Brano fornito.
((

Archivi del giorno: 13 giugno 2020

Storia di una pallottola, Poesia di Gino Rago, Meditazione davanti all’eclissi, poesia di Carlo Livia, Sulla pop-poesia, Disattivare il significato da ogni atto linguistico, de-automatizzarlo, deviarlo, esautorare il dispositivo comunicazionale, creare un vuoto nel linguaggio, Giorgio Linguaglossa, Struttura dissipativa di Marie Laure Colasson

Marie Laure Colasson Ordo Rerum Struttura dissipativa

Marie Laure Colasson, Ordo Rerum, Struttura dissipativa, acrilico 40×40 cm, 2020

Il termine «struttura dissipativa» fu coniato dal premio Nobel per la chimica Ilya Prigogine alla fine degli anni ’60. Il merito di Prigogine fu quello di portare l’attenzione degli scienziati verso il legame tra ordine e dissipazione di entropia, spostando l’attenzione dalle situazioni statiche e di equilibrio studiate fino ad allora, a quelle dinamiche ed instabili, contribuendo in maniera fondamentale alla nascita di quella che oggi viene chiamata epistemologia della complessità.

))

Istruzioni da seguire. Stampa senza alcuna modifica la parte del brano fornito che va da "Marie Laure Colasson, Ordo" a "epistemologia della complessità.".

Informazioni registrate.

((

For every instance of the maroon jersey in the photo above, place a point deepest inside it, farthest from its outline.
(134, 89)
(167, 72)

))

Risultato finale.
Marie Laure Colasson, Ordo Rerum, Struttura dissipativa, acrilico 40×40 cm, 2020

Il termine «struttura dissipativa» fu coniato dal premio Nobel per la chimica Ilya Prigogine alla fine degli anni ’60. Il merito di Prigogine fu quello di portare l’attenzione degli scienziati verso il legame tra ordine e dissipazione di entropia, spostando l’attenzione dalle situazioni statiche e di equilibrio studiate fino ad allora, a quelle dinamiche ed instabili, contribuendo in maniera fondamentale alla nascita di quella che oggi viene chiamata epistemologia della complessità.